*What you should do*: Scale the data starting with the line containing "The resolver MUST return, for each instance of the white" and going on through the end of the data. Reproduce every line in that span, multiplying each point coordinate in the answers by 2.55 and rounding to a whole number (halves round up), and omit the pictures from your output.

## start Information given

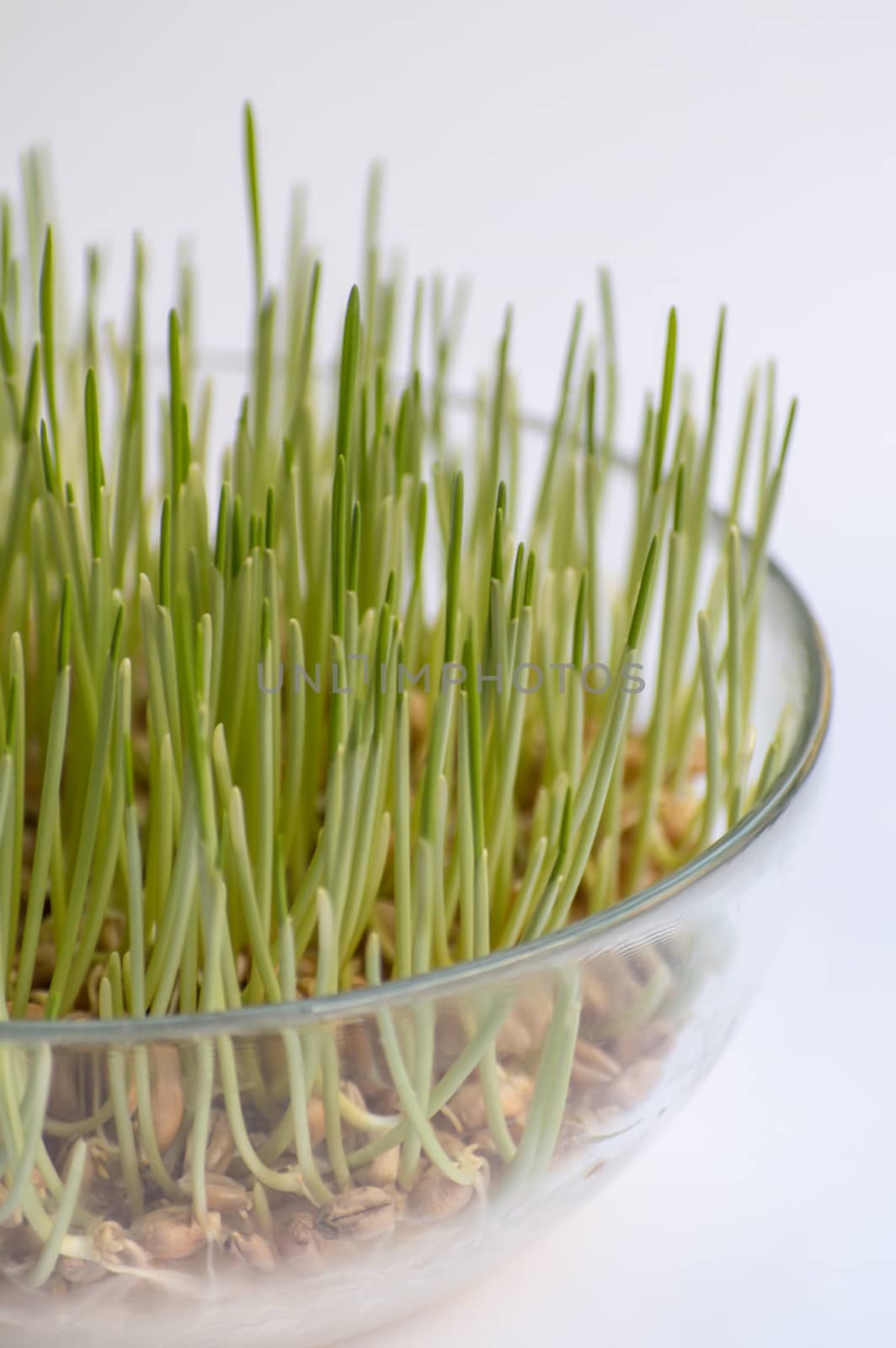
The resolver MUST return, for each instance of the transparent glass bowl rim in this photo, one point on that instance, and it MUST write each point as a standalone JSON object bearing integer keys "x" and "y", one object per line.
{"x": 503, "y": 966}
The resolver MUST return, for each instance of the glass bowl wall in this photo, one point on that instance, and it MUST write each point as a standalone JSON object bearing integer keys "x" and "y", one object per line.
{"x": 542, "y": 1069}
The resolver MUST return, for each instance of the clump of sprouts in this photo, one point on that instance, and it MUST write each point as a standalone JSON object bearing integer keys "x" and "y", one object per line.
{"x": 354, "y": 723}
{"x": 359, "y": 725}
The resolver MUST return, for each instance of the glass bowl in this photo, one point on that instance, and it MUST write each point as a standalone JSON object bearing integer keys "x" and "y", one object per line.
{"x": 547, "y": 1065}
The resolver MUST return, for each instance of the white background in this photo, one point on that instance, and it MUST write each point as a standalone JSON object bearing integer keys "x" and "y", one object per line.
{"x": 707, "y": 152}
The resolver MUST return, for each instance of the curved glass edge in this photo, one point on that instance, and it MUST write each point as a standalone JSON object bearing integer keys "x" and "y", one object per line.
{"x": 503, "y": 966}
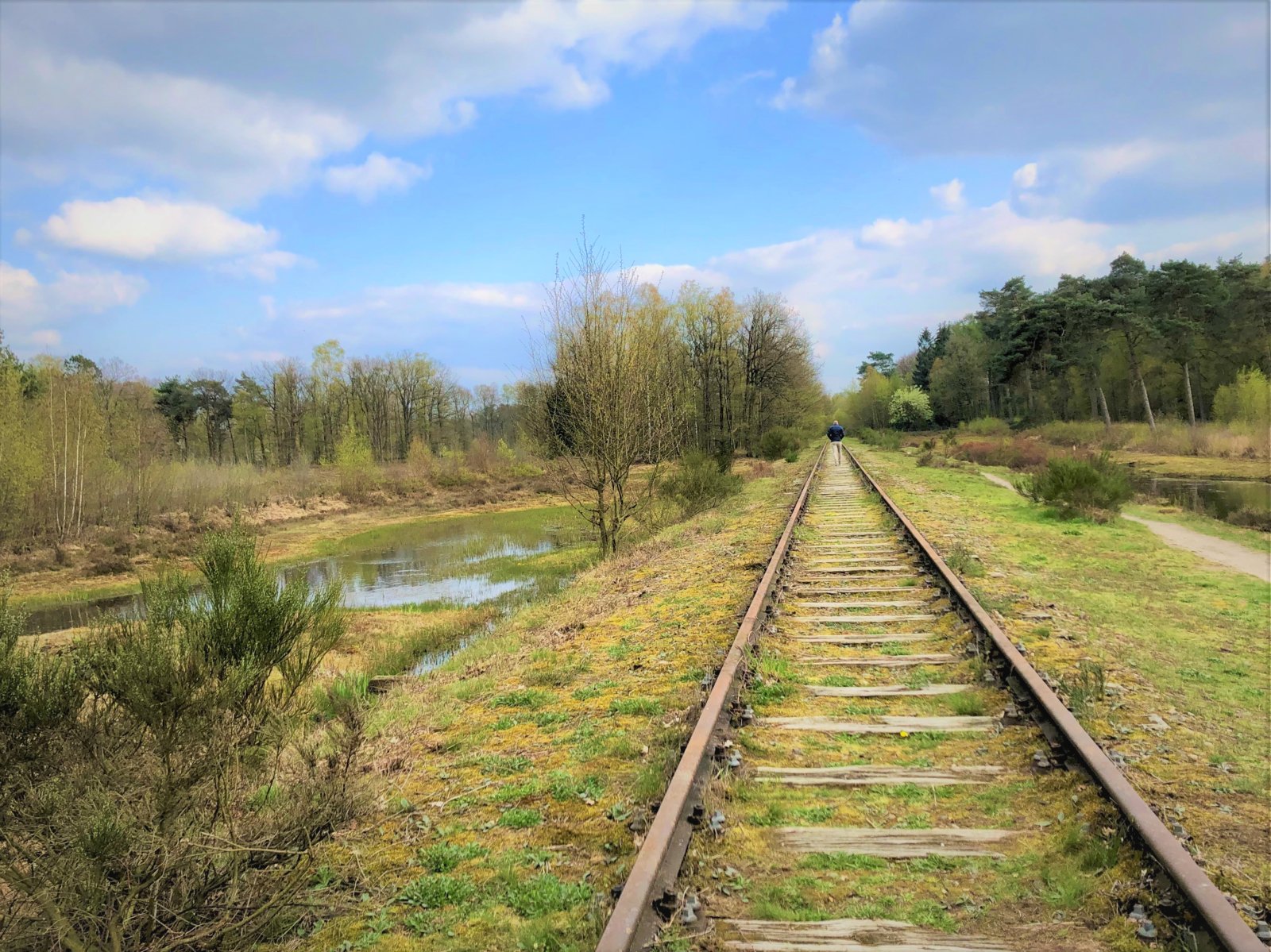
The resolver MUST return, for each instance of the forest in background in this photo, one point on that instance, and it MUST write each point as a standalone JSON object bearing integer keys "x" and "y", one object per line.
{"x": 87, "y": 444}
{"x": 1184, "y": 341}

## end Information given

*Result of the exercise*:
The resolver MUST return, for each instance of the white background in this photo, one point on that instance, and it MUST write each point as a standalone JSON object bearing integer keys "x" and "y", one object per line.
{"x": 1803, "y": 388}
The resolver MUST return, for each instance of the curved glass edge in this photo, one point on that instance, and it MUST write each point as a standalone JSON object bearing integer keys "x" and "y", one object per line.
{"x": 1283, "y": 2463}
The resolver MUST return, for each instance of the forest in background in this photo, one point on that instance, and it MUST write each point as a standalone JSON object bearing integer keys "x" and "y", one object per line.
{"x": 222, "y": 1132}
{"x": 3019, "y": 870}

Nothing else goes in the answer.